** TASK DESCRIPTION **
Shift every point coordinate in the answers by adding 21 to each number, and write out again the lines of the data below from the line with "In this exercise you will indicate the grass" up to and including the line with "In this exercise you will indicate the banana". Keep the requests in those lines, and leave the pictures out.
::: DATA LISTING
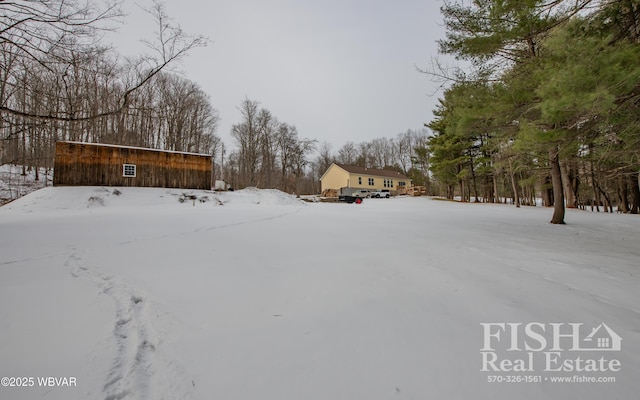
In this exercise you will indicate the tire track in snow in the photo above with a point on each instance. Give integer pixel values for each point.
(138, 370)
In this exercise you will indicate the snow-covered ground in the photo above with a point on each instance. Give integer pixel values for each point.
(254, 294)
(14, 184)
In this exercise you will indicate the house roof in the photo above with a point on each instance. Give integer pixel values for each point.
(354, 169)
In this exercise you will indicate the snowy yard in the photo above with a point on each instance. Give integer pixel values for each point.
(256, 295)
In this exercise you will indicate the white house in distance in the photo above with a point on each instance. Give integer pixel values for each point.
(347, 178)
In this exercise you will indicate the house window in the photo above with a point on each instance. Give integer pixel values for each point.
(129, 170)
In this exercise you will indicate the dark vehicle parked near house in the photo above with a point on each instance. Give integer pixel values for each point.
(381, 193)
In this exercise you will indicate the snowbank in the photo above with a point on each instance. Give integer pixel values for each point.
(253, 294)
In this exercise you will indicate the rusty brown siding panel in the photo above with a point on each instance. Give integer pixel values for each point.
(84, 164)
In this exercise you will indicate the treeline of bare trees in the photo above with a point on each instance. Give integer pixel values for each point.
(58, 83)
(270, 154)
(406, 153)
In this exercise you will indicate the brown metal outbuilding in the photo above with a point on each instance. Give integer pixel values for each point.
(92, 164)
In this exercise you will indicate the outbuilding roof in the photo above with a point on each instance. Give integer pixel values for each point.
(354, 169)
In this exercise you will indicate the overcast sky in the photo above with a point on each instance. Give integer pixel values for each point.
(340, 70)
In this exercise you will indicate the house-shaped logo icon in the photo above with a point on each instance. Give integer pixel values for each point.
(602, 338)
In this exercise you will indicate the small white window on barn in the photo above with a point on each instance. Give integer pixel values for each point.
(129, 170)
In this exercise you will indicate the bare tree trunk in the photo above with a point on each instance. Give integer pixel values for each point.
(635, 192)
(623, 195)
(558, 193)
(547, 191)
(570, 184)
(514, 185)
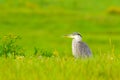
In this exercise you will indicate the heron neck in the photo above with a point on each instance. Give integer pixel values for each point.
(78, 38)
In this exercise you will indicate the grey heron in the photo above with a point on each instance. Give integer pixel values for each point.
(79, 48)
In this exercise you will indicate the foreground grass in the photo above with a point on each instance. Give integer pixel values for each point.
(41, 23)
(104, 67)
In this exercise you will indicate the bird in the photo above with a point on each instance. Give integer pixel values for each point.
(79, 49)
::::::
::: DATA LISTING
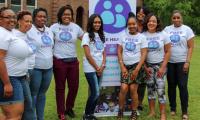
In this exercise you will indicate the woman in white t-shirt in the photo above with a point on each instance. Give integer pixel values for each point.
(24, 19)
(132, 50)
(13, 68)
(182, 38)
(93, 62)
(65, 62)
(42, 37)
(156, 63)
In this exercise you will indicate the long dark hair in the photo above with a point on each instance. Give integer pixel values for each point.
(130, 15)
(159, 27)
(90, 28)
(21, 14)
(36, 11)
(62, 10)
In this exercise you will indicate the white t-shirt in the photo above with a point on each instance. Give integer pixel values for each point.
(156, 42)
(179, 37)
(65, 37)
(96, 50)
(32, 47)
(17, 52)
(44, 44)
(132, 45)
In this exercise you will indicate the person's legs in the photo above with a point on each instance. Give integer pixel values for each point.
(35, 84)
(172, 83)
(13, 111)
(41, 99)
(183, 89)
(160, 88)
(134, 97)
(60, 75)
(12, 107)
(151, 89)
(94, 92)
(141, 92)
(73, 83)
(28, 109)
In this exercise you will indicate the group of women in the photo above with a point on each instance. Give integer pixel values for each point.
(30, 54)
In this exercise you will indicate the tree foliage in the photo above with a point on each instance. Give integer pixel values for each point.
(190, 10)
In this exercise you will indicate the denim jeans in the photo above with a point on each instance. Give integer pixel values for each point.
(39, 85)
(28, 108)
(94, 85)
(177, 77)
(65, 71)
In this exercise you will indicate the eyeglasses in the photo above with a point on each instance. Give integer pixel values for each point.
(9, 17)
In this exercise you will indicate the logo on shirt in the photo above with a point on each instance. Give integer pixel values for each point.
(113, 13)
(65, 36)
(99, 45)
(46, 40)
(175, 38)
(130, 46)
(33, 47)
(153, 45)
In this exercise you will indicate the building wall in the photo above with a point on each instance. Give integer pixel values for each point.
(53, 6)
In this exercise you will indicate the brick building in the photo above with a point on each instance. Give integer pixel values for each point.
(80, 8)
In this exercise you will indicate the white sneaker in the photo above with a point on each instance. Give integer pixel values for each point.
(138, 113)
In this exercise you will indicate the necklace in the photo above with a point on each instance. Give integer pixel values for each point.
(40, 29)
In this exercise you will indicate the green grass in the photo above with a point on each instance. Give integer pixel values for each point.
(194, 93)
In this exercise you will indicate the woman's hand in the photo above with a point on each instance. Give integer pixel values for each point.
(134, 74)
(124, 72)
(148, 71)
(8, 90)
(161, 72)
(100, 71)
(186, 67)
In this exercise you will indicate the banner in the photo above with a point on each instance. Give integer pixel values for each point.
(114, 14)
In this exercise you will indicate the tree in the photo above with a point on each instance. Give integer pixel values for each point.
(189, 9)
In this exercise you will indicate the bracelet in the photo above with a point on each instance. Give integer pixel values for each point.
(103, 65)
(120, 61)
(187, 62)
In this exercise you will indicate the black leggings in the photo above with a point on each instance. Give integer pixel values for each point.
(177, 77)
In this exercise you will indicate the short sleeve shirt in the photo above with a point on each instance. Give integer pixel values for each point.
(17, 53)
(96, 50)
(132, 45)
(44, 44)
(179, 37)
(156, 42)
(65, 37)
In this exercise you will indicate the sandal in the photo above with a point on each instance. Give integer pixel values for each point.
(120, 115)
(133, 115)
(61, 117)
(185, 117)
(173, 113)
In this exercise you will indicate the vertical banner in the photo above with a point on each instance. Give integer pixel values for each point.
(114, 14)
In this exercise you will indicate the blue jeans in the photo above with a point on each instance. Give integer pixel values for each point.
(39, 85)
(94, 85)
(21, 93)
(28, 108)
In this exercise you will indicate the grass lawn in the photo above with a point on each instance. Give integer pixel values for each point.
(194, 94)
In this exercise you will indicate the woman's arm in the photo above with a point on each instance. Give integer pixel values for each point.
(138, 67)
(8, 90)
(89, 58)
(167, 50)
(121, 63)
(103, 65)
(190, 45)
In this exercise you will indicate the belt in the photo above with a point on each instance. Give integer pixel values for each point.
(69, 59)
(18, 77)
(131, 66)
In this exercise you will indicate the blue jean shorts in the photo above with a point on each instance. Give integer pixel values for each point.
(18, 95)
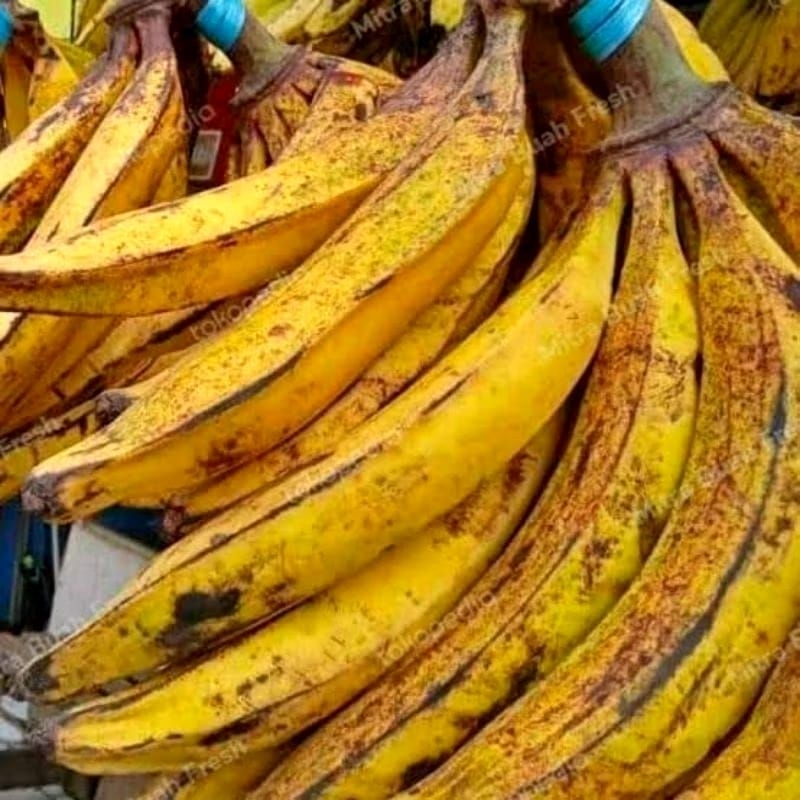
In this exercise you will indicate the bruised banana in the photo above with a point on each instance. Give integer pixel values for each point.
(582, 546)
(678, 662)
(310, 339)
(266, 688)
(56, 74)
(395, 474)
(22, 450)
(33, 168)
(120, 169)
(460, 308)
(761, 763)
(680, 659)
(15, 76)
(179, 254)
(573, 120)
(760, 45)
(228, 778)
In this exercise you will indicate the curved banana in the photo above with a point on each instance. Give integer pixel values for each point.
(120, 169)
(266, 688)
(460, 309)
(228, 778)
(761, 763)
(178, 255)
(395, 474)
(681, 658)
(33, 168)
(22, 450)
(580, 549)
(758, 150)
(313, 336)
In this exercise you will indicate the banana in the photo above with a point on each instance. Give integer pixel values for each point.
::::::
** OUTPUT FOR THIS EXERCISE **
In this exercise you will indicate the grass lawn in the photo above with a point on each instance. Give integer pixel values for each point.
(215, 115)
In this exercise you will indicate the woman's arm in the photo above with a point on each instance. Give integer pixel values for each point.
(159, 88)
(29, 111)
(110, 79)
(188, 71)
(142, 84)
(124, 86)
(211, 66)
In this exercise you will indicate the belt in the photo above with a point on each instance. Give integer pixel values for each point.
(90, 80)
(39, 98)
(152, 87)
In this exercise you will indicate the blue jean shorts in the photo above with a point on each instance. Give integer pixel values for each point.
(39, 116)
In this exercise you will indicate the bruised banana in the photo above with a point on each instance. Give integer pixel values for each point.
(603, 567)
(699, 683)
(331, 360)
(287, 709)
(77, 95)
(416, 495)
(43, 471)
(54, 189)
(141, 190)
(481, 329)
(782, 784)
(701, 680)
(36, 97)
(200, 275)
(594, 141)
(781, 66)
(249, 799)
In this exercise you will indicate the curved banana in the photo above with a point on each instance. Give integer pixel values for each point.
(141, 190)
(287, 709)
(481, 330)
(249, 799)
(782, 784)
(199, 276)
(416, 495)
(702, 679)
(54, 189)
(43, 471)
(601, 570)
(779, 171)
(334, 357)
In this exercise you will indicate the banana in the photo above with a point on each instance. Give integer pixel values for each point.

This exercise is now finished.